Selected extract:
........
Photography by Jeff Folger

Fall is here. And that’s means one thing – it’s time to get outside and photograph fall’s spectacular colors.  To help you on your way, we caught up with Jeff “Foliage” Folger, a New England fall foliage photographer and sage for over a decade, to get his tips and tricks for capturing autumn’s stunning scenes year after year.

An expert adviser on our Travel’s Best Fall Foliage Road Trips 2013, Folger has a passion for fall foliage and loves photographing autumn’s seasonal show. Folger also writes his own blog, Exploring New England’s Fall Foliage, where, in addition to showcasing his photography, he shares tips on planning and locating foliage, as well as tracking down peak times.

Check out our Q&A with Jeff:

Traveling Type: How did you become a “fall foliage sage” and photographer?
Jeff “Foliage” Folger:  The photography started when my father gave me a small camera back in the late ’60s and taught me how to develop black and white film in our basement. I kept up with cameras through the next 30-odd years, but only as a hobby. Then, when I retired from the Air Force and settled in Salem, MA, I set out to explore the fall foliage season — making all the rookie mistakes. Over the next 10 years, I would be on the road from late September until the end of October, and Yankee magazine asked me to be their first foliage blogger. My job was to drive all over New England and tell folks where I found the best fall colors.

And how did you get your moniker — Jeff “Foliage” Folger?
During my first year blogging with Yankee, my editor started calling me Jeff “Foliage” Folger during podcasts. A few years down the road, a local radio talk show host added the title “Foliage Sage” (and “Arboreal Oracle” which is my favorite).

Where is your favorite place to go leaf peeping?
My favorite place? Any place that I haven’t been before! I love discovering new places and sharing them with my readers. The most honest answer is a bit sappy, but when I have Lisa, my wife, with me and I can share a new place with her, that makes it special. My website lists locations by state. It will never be finished, but I load a few new places on that website each year.
........
Material:
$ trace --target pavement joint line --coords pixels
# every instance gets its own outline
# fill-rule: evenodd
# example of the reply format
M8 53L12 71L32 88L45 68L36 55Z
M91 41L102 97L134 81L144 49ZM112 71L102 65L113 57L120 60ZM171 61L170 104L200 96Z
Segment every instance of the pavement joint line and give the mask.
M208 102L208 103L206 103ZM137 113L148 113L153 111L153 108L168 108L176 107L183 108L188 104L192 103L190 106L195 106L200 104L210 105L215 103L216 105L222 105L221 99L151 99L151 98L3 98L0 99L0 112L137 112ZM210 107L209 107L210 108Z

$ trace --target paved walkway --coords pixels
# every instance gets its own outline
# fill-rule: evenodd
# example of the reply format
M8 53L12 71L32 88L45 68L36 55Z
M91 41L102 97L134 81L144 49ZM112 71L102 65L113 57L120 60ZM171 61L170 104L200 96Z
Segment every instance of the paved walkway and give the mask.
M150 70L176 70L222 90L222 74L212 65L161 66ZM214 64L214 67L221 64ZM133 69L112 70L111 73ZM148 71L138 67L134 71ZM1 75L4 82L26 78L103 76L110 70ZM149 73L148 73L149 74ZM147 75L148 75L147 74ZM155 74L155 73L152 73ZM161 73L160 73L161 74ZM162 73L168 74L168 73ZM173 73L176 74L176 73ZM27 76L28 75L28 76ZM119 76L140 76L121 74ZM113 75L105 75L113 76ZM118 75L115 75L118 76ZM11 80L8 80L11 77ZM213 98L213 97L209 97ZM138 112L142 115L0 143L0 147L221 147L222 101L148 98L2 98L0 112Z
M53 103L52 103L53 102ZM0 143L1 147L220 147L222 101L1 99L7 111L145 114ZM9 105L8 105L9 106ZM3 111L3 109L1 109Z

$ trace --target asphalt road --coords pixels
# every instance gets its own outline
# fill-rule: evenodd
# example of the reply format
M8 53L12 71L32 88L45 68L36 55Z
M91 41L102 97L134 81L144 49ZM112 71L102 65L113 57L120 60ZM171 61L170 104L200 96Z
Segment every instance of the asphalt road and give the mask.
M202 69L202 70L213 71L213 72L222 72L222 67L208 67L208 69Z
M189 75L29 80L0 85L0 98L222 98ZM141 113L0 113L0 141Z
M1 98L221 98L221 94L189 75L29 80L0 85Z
........
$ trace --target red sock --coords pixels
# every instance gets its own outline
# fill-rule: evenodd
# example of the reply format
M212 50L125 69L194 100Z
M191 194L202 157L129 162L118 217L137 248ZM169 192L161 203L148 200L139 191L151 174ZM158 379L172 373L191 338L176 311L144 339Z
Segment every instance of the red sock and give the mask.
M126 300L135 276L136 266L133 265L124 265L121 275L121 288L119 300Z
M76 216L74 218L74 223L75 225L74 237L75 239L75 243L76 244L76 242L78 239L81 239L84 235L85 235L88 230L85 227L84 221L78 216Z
........
Goal 1:
Summarize the interview with the fall foliage photographer in two sentences.
Goal 2:
Answer these questions using the interview with the fall foliage photographer:
(a) Who gave Folger a small camera in the late '60s?
(b) Where did Folger settle after retiring from the Air Force?
(c) Which title added by a local radio talk show host is Folger's favorite?
Goal 3:
Reproduce the passage from the interview with the fall foliage photographer, starting at "Photography by Jeff" and ending at "year after year.".
The records were taken from a different source than the text.

Full response 1:
Jeff Folger, a New England fall foliage photographer who advised on Travel's Best Fall Foliage Road Trips 2013 and writes his own foliage blog, answers questions about how he came to photograph autumn colors. He explains that his father gave him his first camera, that he began exploring foliage season after retiring from the Air Force, that he became Yankee magazine's first foliage blogger, that his editor gave him his nickname, and that his favorite place is any place he hasn't been before.

Full response 2:
(a) His father.
(b) Salem, MA.
(c) "Arboreal Oracle."

Full response 3:
Photography by Jeff Folger

Fall is here. And that’s means one thing – it’s time to get outside and photograph fall’s spectacular colors.  To help you on your way, we caught up with Jeff “Foliage” Folger, a New England fall foliage photographer and sage for over a decade, to get his tips and tricks for capturing autumn’s stunning scenes year after year.